▸ **Work to be completed**: Write the data below out exactly as it stands. Do not include the pictures.
┄┄┄┄┄┄┄┄┄┄┄┄┄┄┄┄┄┄┄┄
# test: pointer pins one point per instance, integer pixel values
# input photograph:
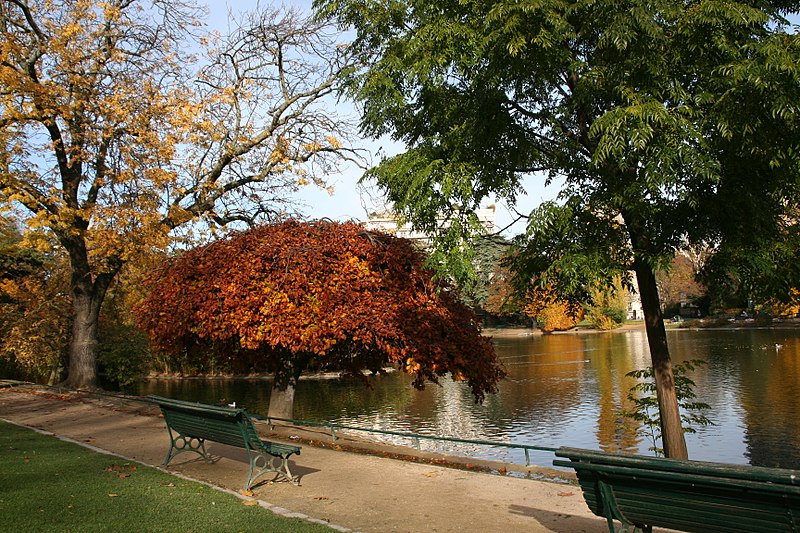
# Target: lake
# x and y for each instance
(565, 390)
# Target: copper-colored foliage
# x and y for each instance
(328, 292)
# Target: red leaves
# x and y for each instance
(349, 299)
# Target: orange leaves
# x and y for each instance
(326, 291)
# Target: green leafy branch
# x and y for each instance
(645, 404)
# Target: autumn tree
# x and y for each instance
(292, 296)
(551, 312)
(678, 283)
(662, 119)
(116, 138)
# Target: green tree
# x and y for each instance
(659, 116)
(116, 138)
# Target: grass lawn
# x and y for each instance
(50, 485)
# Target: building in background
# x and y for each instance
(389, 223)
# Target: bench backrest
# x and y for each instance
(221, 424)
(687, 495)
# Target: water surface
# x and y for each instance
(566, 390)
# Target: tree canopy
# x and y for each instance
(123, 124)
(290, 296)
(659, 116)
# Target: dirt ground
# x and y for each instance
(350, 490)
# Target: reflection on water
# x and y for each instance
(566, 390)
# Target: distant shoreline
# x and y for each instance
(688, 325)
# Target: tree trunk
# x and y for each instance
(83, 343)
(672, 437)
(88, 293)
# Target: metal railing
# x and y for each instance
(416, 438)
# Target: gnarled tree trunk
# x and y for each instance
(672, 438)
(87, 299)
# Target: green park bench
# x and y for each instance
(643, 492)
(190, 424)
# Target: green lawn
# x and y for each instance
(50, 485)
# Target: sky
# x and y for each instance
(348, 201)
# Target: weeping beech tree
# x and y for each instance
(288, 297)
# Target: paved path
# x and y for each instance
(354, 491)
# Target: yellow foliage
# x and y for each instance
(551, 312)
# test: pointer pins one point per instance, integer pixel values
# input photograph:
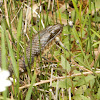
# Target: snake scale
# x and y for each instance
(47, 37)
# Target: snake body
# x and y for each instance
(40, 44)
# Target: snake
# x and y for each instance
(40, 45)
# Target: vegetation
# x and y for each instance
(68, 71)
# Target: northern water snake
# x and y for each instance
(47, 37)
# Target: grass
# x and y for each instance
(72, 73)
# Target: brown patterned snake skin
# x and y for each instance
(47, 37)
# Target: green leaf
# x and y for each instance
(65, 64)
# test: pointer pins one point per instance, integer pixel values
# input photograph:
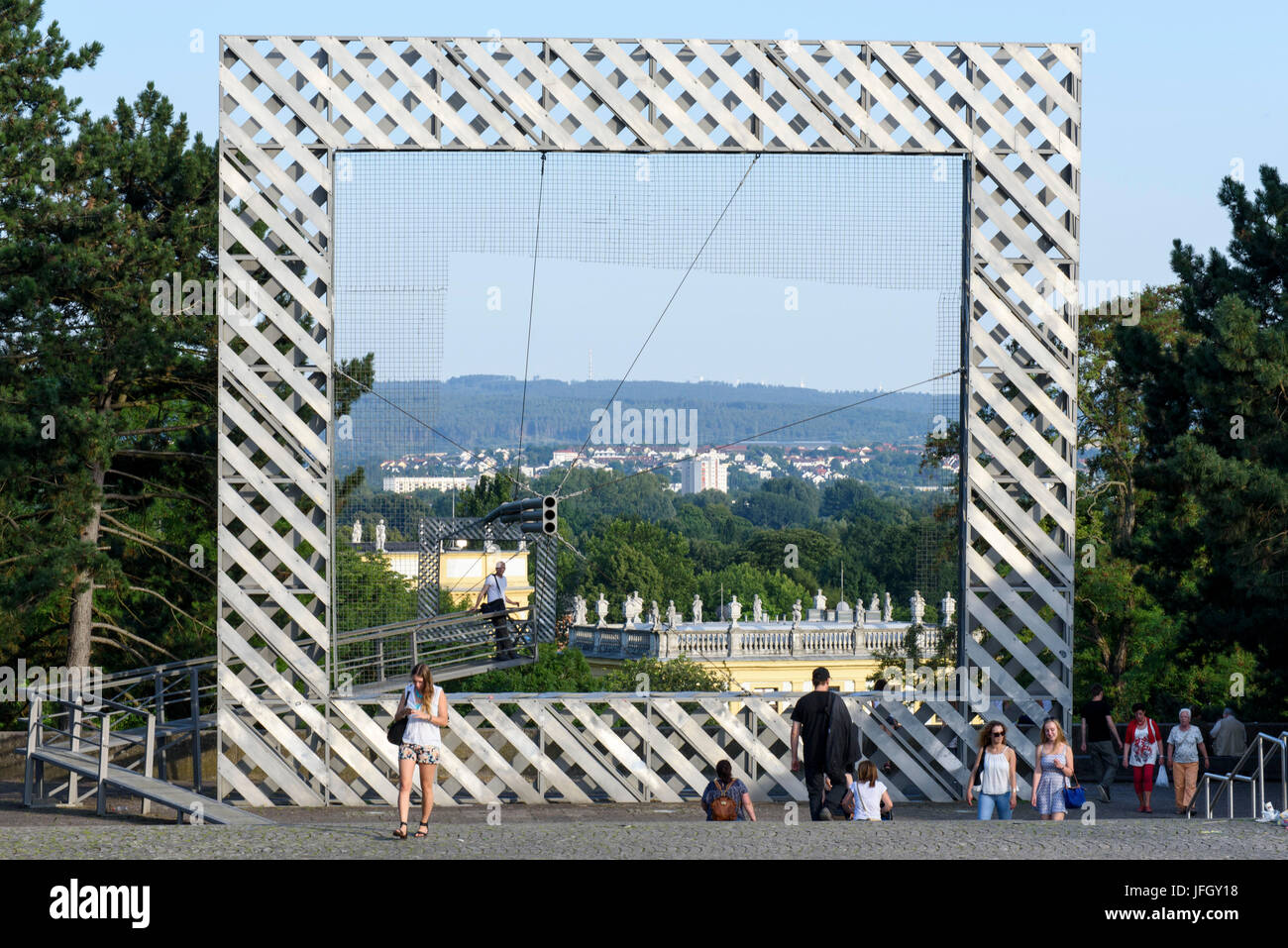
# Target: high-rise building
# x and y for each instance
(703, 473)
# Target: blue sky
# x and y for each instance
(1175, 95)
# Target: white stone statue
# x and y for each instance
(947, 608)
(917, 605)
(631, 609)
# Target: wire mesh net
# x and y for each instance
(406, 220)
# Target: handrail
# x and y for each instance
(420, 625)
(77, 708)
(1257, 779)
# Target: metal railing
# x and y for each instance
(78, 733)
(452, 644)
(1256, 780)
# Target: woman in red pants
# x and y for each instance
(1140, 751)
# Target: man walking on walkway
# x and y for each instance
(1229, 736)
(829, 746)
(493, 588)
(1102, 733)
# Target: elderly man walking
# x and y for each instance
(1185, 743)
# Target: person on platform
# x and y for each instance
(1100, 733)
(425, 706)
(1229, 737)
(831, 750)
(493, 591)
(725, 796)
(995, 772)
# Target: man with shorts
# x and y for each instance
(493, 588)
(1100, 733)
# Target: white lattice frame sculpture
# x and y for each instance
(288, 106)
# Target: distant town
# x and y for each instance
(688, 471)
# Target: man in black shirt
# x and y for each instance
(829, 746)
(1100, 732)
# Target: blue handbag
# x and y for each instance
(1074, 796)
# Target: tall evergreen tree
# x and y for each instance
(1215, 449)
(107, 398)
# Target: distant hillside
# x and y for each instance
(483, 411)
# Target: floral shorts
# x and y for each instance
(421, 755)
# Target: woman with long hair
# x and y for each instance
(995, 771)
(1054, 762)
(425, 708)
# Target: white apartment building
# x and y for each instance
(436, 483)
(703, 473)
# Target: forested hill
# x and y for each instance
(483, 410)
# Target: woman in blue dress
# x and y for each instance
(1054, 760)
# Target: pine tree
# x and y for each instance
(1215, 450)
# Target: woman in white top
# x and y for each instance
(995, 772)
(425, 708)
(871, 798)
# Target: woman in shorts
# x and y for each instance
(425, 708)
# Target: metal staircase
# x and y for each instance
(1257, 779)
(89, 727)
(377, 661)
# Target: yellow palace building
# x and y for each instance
┄┄┄┄┄┄┄┄┄┄┄┄┄┄┄┄┄┄┄┄
▸ **Answer area**:
# test: pointer pins one point per instance, integer pixel values
# input photograph:
# Target: lake
# x and y for each instance
(565, 390)
# Target: copper-colored foliage
# x and y for each instance
(328, 292)
# Target: red leaves
# x and y for each instance
(349, 299)
# Target: orange leaves
# x and y for each instance
(326, 291)
# Target: green leafy branch
# x and y for each instance
(645, 404)
# Target: autumn tree
# x and y for each instance
(292, 296)
(551, 312)
(678, 283)
(662, 119)
(116, 138)
# Target: green tree
# x and y for each instance
(659, 116)
(116, 138)
# Target: grass lawn
# x and y for each instance
(50, 485)
# Target: building in background
# x and y for each instance
(389, 223)
# Target: bench backrest
# x and y for each instance
(221, 424)
(687, 495)
# Target: water surface
# x and y for each instance
(566, 390)
# Target: tree canopy
# x and y for each instance
(123, 124)
(290, 296)
(659, 116)
# Target: dirt ground
# x and y for each instance
(350, 490)
# Target: reflection on water
# x and y for each instance
(566, 390)
# Target: distant shoreline
# x and y for each instance
(688, 325)
# Target: tree trunk
# x and y for each instance
(83, 343)
(672, 437)
(88, 293)
# Target: metal railing
# x and y for each instance
(416, 438)
# Target: gnarled tree trunk
# x and y for each instance
(672, 438)
(87, 299)
# Target: green park bench
# x and y for each instance
(643, 492)
(190, 424)
# Target: green lawn
# x and y for each instance
(50, 485)
# Target: sky
# x and y for each instance
(348, 201)
# Target: weeping beech tree
# x and y for each instance
(288, 297)
# Target: paved path
# x and y for each instance
(354, 491)
# Target: yellow foliage
# x and y for each instance
(551, 312)
# test: pointer pins one point per instance, integer pixel values
# input photograph:
# Target: snake scale
# x and y for each instance
(47, 37)
# Target: snake body
# x and y for each instance
(40, 44)
# Target: snake
# x and y for each instance
(40, 45)
# Target: vegetation
# x and y for each instance
(68, 71)
# Target: northern water snake
# x and y for each instance
(47, 37)
# Target: grass
# x and y for each instance
(72, 73)
# Target: brown patterned snake skin
# x and y for each instance
(47, 37)
# Target: green leaf
# x and y for each instance
(65, 64)
# test: pointer pins one point per instance, integer pixel values
# input photograph:
# Target: high-rise building
# x and y for each instance
(703, 473)
# Target: blue sky
# x and y for each instance
(1175, 95)
# Target: white stone statue
# x and y for each instance
(947, 608)
(917, 605)
(631, 609)
# Target: wire mesh net
# x and y for each instance
(406, 220)
# Target: handrail
# x and y for each instance
(420, 625)
(77, 708)
(1257, 779)
# Target: metal railing
# x and y for each instance
(78, 733)
(452, 644)
(1256, 780)
# Target: woman in red pants
# x and y for each instance
(1140, 751)
# Target: man walking on walkway
# x and y for each instance
(1229, 736)
(829, 746)
(493, 588)
(1102, 733)
# Target: elderly man walking
# x and y for each instance
(1185, 743)
# Target: person on platform
# x and y for each instance
(1100, 733)
(425, 706)
(1229, 737)
(831, 750)
(493, 591)
(725, 796)
(995, 772)
# Target: man with shorts
# x and y for each instance
(493, 588)
(1100, 733)
# Target: white lattice frame sculpture
# x and y for each instance
(288, 106)
# Target: distant town
# x and y for each instance
(688, 471)
# Target: man in black shirt
# x and y for each instance
(829, 746)
(1100, 732)
# Target: blue handbag
# x and y for each instance
(1074, 796)
# Target: tall evergreen tree
# x and y for each instance
(1215, 449)
(107, 398)
# Target: distant hillside
# x and y for each instance
(483, 411)
# Target: floral shorts
# x and y for each instance
(421, 755)
# Target: woman with long hair
# x and y for each instance
(995, 771)
(1054, 762)
(425, 708)
# Target: white apartment building
# x and y for each instance
(436, 483)
(703, 473)
# Target: forested hill
# x and y for each instance
(483, 410)
# Target: woman in blue dress
# x and y for each instance
(1054, 760)
# Target: pine tree
# x and y for each instance
(1215, 450)
# Target: woman in white top
# x and y for each instance
(995, 772)
(425, 708)
(871, 798)
# Target: woman in shorts
# x and y for each instance
(425, 708)
# Target: metal staircase
# x and y for each instance
(1257, 779)
(89, 727)
(377, 661)
# Target: yellow palace building
# x and y for each instance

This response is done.